→ WHAT THE TASK ASKS
Transcribe every line of the entries below word for word, leaving out any pictures.

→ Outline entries
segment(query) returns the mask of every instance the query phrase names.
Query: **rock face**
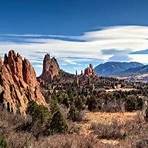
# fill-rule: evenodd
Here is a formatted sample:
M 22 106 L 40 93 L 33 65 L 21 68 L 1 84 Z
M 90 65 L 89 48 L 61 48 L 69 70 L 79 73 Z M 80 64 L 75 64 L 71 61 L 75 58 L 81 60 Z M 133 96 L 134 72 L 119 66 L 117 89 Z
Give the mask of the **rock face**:
M 0 103 L 11 112 L 25 114 L 31 100 L 46 105 L 33 67 L 13 50 L 0 59 L 0 86 Z
M 89 64 L 89 66 L 84 70 L 84 76 L 92 76 L 95 75 L 93 66 Z
M 49 54 L 46 54 L 43 60 L 43 71 L 38 80 L 45 84 L 46 82 L 51 82 L 54 78 L 58 77 L 60 73 L 60 68 L 57 60 L 53 57 L 51 58 Z

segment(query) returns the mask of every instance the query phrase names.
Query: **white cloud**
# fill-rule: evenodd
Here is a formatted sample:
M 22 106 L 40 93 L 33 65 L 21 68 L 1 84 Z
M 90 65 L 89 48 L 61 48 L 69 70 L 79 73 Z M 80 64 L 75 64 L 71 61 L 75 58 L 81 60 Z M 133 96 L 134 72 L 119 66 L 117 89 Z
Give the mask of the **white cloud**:
M 44 55 L 38 52 L 48 52 L 58 58 L 77 57 L 107 61 L 112 55 L 104 55 L 101 50 L 137 51 L 148 49 L 148 26 L 114 26 L 85 32 L 81 36 L 41 34 L 2 34 L 0 36 L 5 39 L 0 42 L 0 53 L 15 49 L 29 59 L 32 58 L 32 54 L 43 58 Z M 15 37 L 16 41 L 8 42 L 7 36 Z M 17 39 L 22 42 L 17 42 Z M 130 58 L 148 63 L 146 60 L 148 55 L 145 55 L 145 58 L 137 56 L 130 55 Z M 76 65 L 78 62 L 65 59 L 65 63 Z

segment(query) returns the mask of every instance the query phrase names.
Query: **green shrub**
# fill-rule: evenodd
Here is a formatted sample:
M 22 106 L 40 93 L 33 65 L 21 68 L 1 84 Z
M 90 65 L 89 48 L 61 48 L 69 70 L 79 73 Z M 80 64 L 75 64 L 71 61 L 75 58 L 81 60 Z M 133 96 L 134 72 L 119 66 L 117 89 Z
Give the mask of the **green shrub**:
M 49 124 L 48 134 L 64 133 L 67 130 L 68 125 L 63 115 L 60 111 L 55 112 Z
M 81 111 L 78 111 L 77 108 L 74 105 L 72 105 L 68 113 L 68 119 L 75 122 L 75 121 L 82 121 L 82 118 L 83 116 Z
M 38 105 L 35 101 L 29 102 L 27 113 L 31 115 L 33 122 L 40 121 L 41 123 L 44 123 L 51 117 L 48 108 L 43 105 Z
M 0 148 L 7 148 L 7 142 L 2 135 L 0 136 Z

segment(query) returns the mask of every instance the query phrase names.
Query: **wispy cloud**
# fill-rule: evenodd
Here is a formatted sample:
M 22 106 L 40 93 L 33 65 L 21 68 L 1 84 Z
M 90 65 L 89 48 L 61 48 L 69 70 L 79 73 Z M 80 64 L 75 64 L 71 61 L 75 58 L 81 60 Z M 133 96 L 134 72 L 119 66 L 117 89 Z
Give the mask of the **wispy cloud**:
M 41 53 L 50 53 L 58 59 L 64 58 L 65 64 L 79 64 L 72 57 L 80 61 L 98 59 L 99 63 L 113 59 L 111 57 L 119 53 L 127 55 L 128 52 L 148 49 L 148 26 L 114 26 L 85 32 L 80 36 L 1 34 L 0 53 L 10 49 L 15 49 L 31 60 L 33 55 L 38 60 L 44 56 Z M 146 58 L 137 56 L 129 55 L 128 59 L 146 62 Z

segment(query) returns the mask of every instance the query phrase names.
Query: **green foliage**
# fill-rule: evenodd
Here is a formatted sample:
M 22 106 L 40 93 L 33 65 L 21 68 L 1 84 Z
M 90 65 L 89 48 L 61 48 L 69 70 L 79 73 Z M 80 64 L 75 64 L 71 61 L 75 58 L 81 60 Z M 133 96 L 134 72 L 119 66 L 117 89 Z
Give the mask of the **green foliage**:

→ RESULT
segment(query) returns the mask of every instance the query phrase names.
Query: **rock face**
# fill-rule: evenodd
Here is a formatted sample:
M 22 106 L 40 93 L 33 65 L 21 68 L 1 84 Z
M 90 65 L 89 48 L 61 48 L 69 70 L 79 73 Z M 80 64 L 75 64 L 71 61 L 75 58 L 81 60 Z M 133 96 L 134 72 L 119 66 L 117 89 Z
Give the mask of the **rock face**:
M 0 103 L 11 112 L 25 114 L 31 100 L 46 105 L 33 67 L 13 50 L 0 59 L 0 86 Z
M 89 64 L 89 66 L 84 70 L 84 76 L 92 76 L 95 75 L 93 66 Z
M 49 54 L 46 54 L 43 60 L 43 71 L 38 80 L 45 84 L 46 82 L 51 82 L 54 78 L 58 77 L 60 73 L 60 68 L 57 60 L 53 57 L 51 58 Z

segment(query) returns the mask of every instance the query phrase names.
Query: **white cloud**
# fill-rule: evenodd
Here is a formatted sample:
M 22 106 L 40 93 L 33 65 L 21 68 L 1 84 Z
M 90 65 L 89 48 L 61 48 L 69 70 L 79 73 Z M 80 64 L 75 64 L 71 61 L 75 58 L 81 60 Z M 133 96 L 134 72 L 119 66 L 117 89 Z
Give the mask of the **white cloud**:
M 44 55 L 38 52 L 48 52 L 58 58 L 77 57 L 107 61 L 112 55 L 104 55 L 101 50 L 137 51 L 148 49 L 148 26 L 114 26 L 85 32 L 81 36 L 41 34 L 2 34 L 0 36 L 5 39 L 0 42 L 0 53 L 15 49 L 29 59 L 32 58 L 32 54 L 43 58 Z M 15 37 L 16 41 L 8 42 L 7 36 Z M 17 39 L 22 42 L 17 42 Z M 130 58 L 148 63 L 146 60 L 148 55 L 145 55 L 145 58 L 137 56 L 130 55 Z M 76 65 L 78 62 L 65 59 L 65 63 Z

segment(query) returns the mask of every instance the query phrase names.
Query: **green shrub**
# fill-rule: evenodd
Here is a formatted sample:
M 22 106 L 40 93 L 33 65 L 21 68 L 1 84 Z
M 90 65 L 89 48 L 61 48 L 69 70 L 79 73 Z M 80 64 L 75 64 L 71 61 L 75 58 L 81 60 Z M 133 96 L 134 72 L 119 66 L 117 89 Z
Give the mask of the **green shrub**:
M 49 124 L 48 134 L 64 133 L 67 130 L 68 125 L 63 115 L 60 111 L 55 112 Z
M 81 111 L 78 111 L 77 108 L 74 105 L 72 105 L 68 113 L 68 119 L 75 122 L 75 121 L 82 121 L 82 118 L 83 116 Z
M 38 105 L 35 101 L 29 102 L 27 113 L 31 115 L 33 122 L 40 121 L 41 123 L 44 123 L 51 117 L 48 108 L 43 105 Z
M 0 148 L 7 148 L 7 142 L 2 135 L 0 136 Z

segment(query) returns the mask of every instance the query phrase names.
Query: **wispy cloud**
# fill-rule: evenodd
Here is a formatted sample:
M 22 106 L 40 93 L 33 65 L 21 68 L 1 84 Z
M 90 65 L 89 48 L 61 48 L 69 70 L 79 73 Z M 80 64 L 75 64 L 71 61 L 75 58 L 81 60 Z M 133 96 L 134 72 L 119 66 L 117 89 Z
Give the mask of the **wispy cloud**:
M 41 53 L 50 53 L 58 59 L 64 58 L 65 64 L 79 64 L 72 57 L 80 61 L 98 59 L 99 63 L 113 59 L 111 57 L 119 53 L 127 55 L 128 52 L 148 49 L 148 26 L 114 26 L 85 32 L 80 36 L 1 34 L 0 53 L 10 49 L 15 49 L 31 60 L 33 55 L 38 60 L 44 56 Z M 146 58 L 137 56 L 129 55 L 128 59 L 146 62 Z

segment(query) returns the mask of every instance the query phrase names.
Query: **green foliage**
# fill-rule: evenodd
Here is a formatted sample:
M 22 106 L 40 93 L 33 65 L 21 68 L 1 84 Z
M 90 65 L 89 48 L 61 48 L 69 70 L 79 73 Z M 80 64 L 75 64 L 71 61 L 75 58 L 81 60 Z M 133 96 L 134 72 L 119 66 L 117 89 Z
Give the mask of the **green foliage**:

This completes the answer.